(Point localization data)
*****

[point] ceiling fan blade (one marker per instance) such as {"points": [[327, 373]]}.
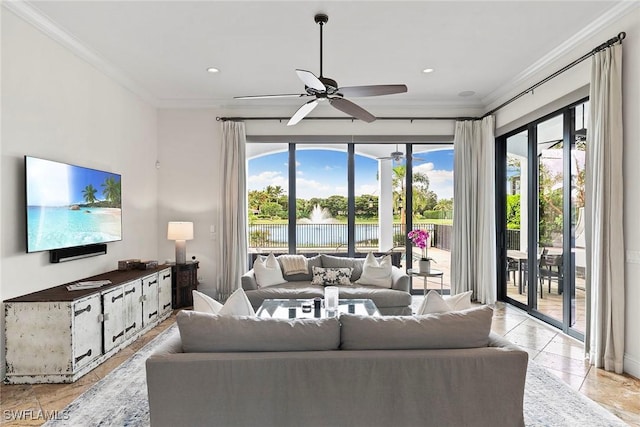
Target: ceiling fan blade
{"points": [[302, 112], [375, 90], [282, 95], [310, 80], [352, 109]]}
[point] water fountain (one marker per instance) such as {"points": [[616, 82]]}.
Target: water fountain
{"points": [[318, 216]]}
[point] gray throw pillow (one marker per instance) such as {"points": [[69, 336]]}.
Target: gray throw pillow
{"points": [[329, 261], [210, 333], [461, 329], [315, 261]]}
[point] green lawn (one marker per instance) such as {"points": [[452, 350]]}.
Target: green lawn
{"points": [[360, 221]]}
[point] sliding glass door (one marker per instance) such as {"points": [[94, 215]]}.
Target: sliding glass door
{"points": [[540, 213]]}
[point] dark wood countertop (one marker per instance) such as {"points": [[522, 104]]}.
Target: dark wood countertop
{"points": [[60, 293]]}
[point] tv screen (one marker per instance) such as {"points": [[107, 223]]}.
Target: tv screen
{"points": [[70, 206]]}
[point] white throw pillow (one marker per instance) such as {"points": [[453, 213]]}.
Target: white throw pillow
{"points": [[268, 271], [436, 303], [237, 305], [204, 303], [377, 273]]}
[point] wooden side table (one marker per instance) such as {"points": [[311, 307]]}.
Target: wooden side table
{"points": [[184, 280], [432, 273]]}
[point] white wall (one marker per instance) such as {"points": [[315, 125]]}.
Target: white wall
{"points": [[572, 83], [58, 107], [187, 141]]}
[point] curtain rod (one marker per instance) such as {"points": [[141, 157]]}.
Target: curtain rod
{"points": [[617, 39], [597, 49], [224, 119]]}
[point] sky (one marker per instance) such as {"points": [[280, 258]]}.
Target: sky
{"points": [[323, 173], [57, 184]]}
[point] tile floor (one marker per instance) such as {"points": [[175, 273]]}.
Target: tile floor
{"points": [[560, 354]]}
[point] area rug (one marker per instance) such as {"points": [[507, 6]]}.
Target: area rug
{"points": [[120, 398]]}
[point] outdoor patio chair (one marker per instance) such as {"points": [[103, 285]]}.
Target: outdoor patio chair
{"points": [[550, 267]]}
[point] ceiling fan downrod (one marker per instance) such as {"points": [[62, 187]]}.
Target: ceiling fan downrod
{"points": [[321, 19]]}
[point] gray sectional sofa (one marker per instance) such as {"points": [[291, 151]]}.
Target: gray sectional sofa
{"points": [[435, 370], [393, 301]]}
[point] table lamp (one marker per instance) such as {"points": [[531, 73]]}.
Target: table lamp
{"points": [[180, 231]]}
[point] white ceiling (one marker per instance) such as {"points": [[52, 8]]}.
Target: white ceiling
{"points": [[161, 49]]}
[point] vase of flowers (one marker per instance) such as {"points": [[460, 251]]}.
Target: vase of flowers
{"points": [[420, 238]]}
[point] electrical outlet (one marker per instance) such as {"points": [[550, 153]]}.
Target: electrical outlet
{"points": [[633, 257]]}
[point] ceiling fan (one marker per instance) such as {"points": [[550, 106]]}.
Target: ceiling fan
{"points": [[398, 156], [325, 89]]}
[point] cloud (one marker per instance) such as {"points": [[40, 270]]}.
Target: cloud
{"points": [[440, 181], [309, 188]]}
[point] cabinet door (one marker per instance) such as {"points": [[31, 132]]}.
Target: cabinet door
{"points": [[150, 299], [113, 311], [164, 291], [86, 330], [132, 308]]}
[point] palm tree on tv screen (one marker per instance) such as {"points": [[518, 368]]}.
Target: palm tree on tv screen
{"points": [[111, 191], [89, 194]]}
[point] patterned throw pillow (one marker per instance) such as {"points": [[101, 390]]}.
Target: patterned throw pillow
{"points": [[331, 276]]}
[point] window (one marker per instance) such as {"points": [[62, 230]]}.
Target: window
{"points": [[351, 197]]}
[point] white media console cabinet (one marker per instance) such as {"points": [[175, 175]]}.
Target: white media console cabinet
{"points": [[56, 335]]}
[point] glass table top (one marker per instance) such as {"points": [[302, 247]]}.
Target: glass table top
{"points": [[303, 308]]}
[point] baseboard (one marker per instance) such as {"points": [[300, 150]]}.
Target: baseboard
{"points": [[631, 366]]}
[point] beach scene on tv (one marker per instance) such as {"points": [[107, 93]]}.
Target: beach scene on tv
{"points": [[71, 205]]}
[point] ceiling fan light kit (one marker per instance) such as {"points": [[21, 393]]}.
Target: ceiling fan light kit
{"points": [[324, 88]]}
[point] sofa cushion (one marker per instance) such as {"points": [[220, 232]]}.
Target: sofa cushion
{"points": [[311, 262], [204, 303], [331, 276], [329, 261], [204, 333], [435, 303], [237, 304], [268, 271], [461, 329], [377, 273]]}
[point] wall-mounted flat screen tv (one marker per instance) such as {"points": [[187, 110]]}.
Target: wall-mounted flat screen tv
{"points": [[69, 206]]}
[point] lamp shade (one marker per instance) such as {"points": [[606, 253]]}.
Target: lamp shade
{"points": [[180, 230]]}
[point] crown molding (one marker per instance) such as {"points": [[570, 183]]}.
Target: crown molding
{"points": [[611, 16], [39, 20]]}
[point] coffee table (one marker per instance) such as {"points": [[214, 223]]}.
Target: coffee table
{"points": [[292, 308]]}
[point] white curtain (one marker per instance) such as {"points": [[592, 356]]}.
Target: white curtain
{"points": [[473, 252], [604, 338], [232, 202]]}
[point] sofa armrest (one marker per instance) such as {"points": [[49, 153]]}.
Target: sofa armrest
{"points": [[399, 279], [249, 281]]}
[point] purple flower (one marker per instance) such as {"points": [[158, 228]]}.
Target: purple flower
{"points": [[419, 238]]}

*****

Reproduce the whole of the data, word for word, and omit its pictures.

[point] ceiling fan blade (one marker per instance) such as {"points": [[327, 373]]}.
Target: ceiling fan blade
{"points": [[302, 112], [375, 90], [282, 95], [310, 80], [352, 109]]}
[point] water fountain (one marker per instance) such as {"points": [[616, 82]]}.
Target: water fountain
{"points": [[318, 216]]}
[point] gray throw pillow (one marker per instance) such as {"points": [[69, 336]]}.
Target: gray throw pillow
{"points": [[329, 261], [210, 333], [461, 329], [315, 261]]}
[point] green lawn (one marker per instance) such as {"points": [[452, 350]]}.
Target: green lawn
{"points": [[360, 221]]}
[point] sliding glass door (one marker per instance) such as {"points": [[94, 215]]}.
Target: sliding glass door
{"points": [[540, 213]]}
[point] dark wood countertop (one marker per instance) such as {"points": [[522, 104]]}.
Target: dark wood countertop
{"points": [[60, 293]]}
[point] tv screen (one marker per instance) such as {"points": [[107, 223]]}.
Target: tv screen
{"points": [[70, 206]]}
[point] white throw pillow (one marker per instance) such as {"points": [[453, 213]]}.
Target: white throw pillow
{"points": [[268, 271], [436, 303], [237, 305], [204, 303], [377, 273]]}
[point] wooden side table (one marker per instance) such as {"points": [[311, 307]]}.
Target: wooden side table
{"points": [[184, 280], [432, 273]]}
[point] white wall (one marker per instance) such as {"points": [[315, 125]]}.
Target: white wall
{"points": [[572, 83], [58, 107], [187, 141]]}
[point] curtain rod (one marker per instance) such as {"points": [[141, 157]]}.
Target: curtain rod
{"points": [[617, 39], [597, 49], [224, 119]]}
[point] sky (one marker per instance) such as {"points": [[280, 258]]}.
Target: sky
{"points": [[323, 173], [57, 184]]}
[point] tile floor (one marker per instance) such as {"points": [[175, 273]]}.
Target: tile floor
{"points": [[560, 354]]}
[point] area rug (one marker per instance) such as {"points": [[507, 6]]}.
Target: area rug
{"points": [[120, 398]]}
[point] outdoor patio chair (one marker per instance) such as {"points": [[103, 285]]}.
Target: outdoor patio chair
{"points": [[550, 267]]}
[point] ceiling fan downrod (one marker per instance) such as {"points": [[62, 187]]}.
Target: ceiling fan downrod
{"points": [[321, 19]]}
[point] gray sectional sofa (one marker per instance) such as {"points": [[291, 151]]}.
Target: gray sectional sofa
{"points": [[435, 370], [393, 301]]}
[point] table lamp (one marker per instance) such as {"points": [[531, 73]]}.
Target: table lamp
{"points": [[180, 231]]}
[point] white ceiling (one marker per instance) such as {"points": [[52, 8]]}.
Target: white ceiling
{"points": [[161, 49]]}
[point] vase of flowers (one marker per instance) such as {"points": [[460, 251]]}.
Target: vase of flowers
{"points": [[420, 238]]}
[point] electrical outlet (one marker per instance) such as {"points": [[550, 153]]}.
Target: electrical outlet
{"points": [[633, 257]]}
[point] ceiling fan (one marker per instance) such as {"points": [[550, 106]]}.
Target: ceiling fan
{"points": [[398, 156], [325, 89]]}
[point] cloud (one marker per instance) such as {"points": [[40, 270]]}.
Target: cloud
{"points": [[440, 181], [309, 188]]}
[point] cabinet door (one marker per instance) such as {"points": [[31, 132]]}.
Target: cabinet door
{"points": [[150, 299], [113, 311], [164, 291], [86, 330], [132, 308]]}
[point] palm tree on tv screen (one marker per instance) such as {"points": [[518, 368]]}.
Target: palm tree on tv screen
{"points": [[111, 191], [89, 194]]}
[point] patterned throw pillow (one marker per instance) such as {"points": [[101, 390]]}.
Target: patterned throw pillow
{"points": [[331, 276]]}
[point] window (one marker per instance) such as {"points": [[62, 230]]}.
Target: window
{"points": [[351, 197]]}
[point] white media console cabinet (one marker per instance) such as {"points": [[175, 175]]}.
Target: white media console cabinet
{"points": [[56, 335]]}
[point] glass table top (one marker per instance) such as {"points": [[302, 247]]}.
Target: glass table top
{"points": [[303, 308]]}
[point] baseboard (one marker per instance) such as {"points": [[300, 150]]}.
Target: baseboard
{"points": [[631, 366]]}
[point] beach scene on tv (one marker per instance) such as {"points": [[107, 93]]}.
Target: beach scene on tv
{"points": [[71, 205]]}
[point] ceiling fan light kit (one marker per instance) such as {"points": [[21, 393]]}.
Target: ceiling fan light kit
{"points": [[324, 88]]}
[point] sofa cushion (one marker per instance) such as {"points": [[220, 232]]}.
Target: sofa cushion
{"points": [[311, 262], [204, 303], [331, 276], [329, 261], [204, 333], [435, 303], [237, 304], [268, 271], [461, 329], [377, 273]]}
[point] wall-mounted flat screen tv (one marker per instance) such as {"points": [[187, 110]]}.
Target: wall-mounted flat screen tv
{"points": [[69, 206]]}
[point] lamp shade (one marker per instance) such as {"points": [[606, 253]]}.
Target: lamp shade
{"points": [[180, 230]]}
[point] crown molding (one marker per instance) such as {"points": [[570, 183]]}.
Target: crown molding
{"points": [[611, 16], [39, 20]]}
[point] coffee table (one marker per instance) such as {"points": [[214, 223]]}.
Target: coffee table
{"points": [[292, 308]]}
[point] white curtain (one marker per instance) such as {"points": [[592, 356]]}.
Target: white curtain
{"points": [[473, 252], [604, 338], [232, 202]]}
[point] sofa armrest (one marker per instance) such as {"points": [[49, 153]]}.
Target: sofa armrest
{"points": [[399, 279], [249, 281]]}
[point] purple flower (one marker per instance) such as {"points": [[158, 228]]}.
Target: purple flower
{"points": [[419, 238]]}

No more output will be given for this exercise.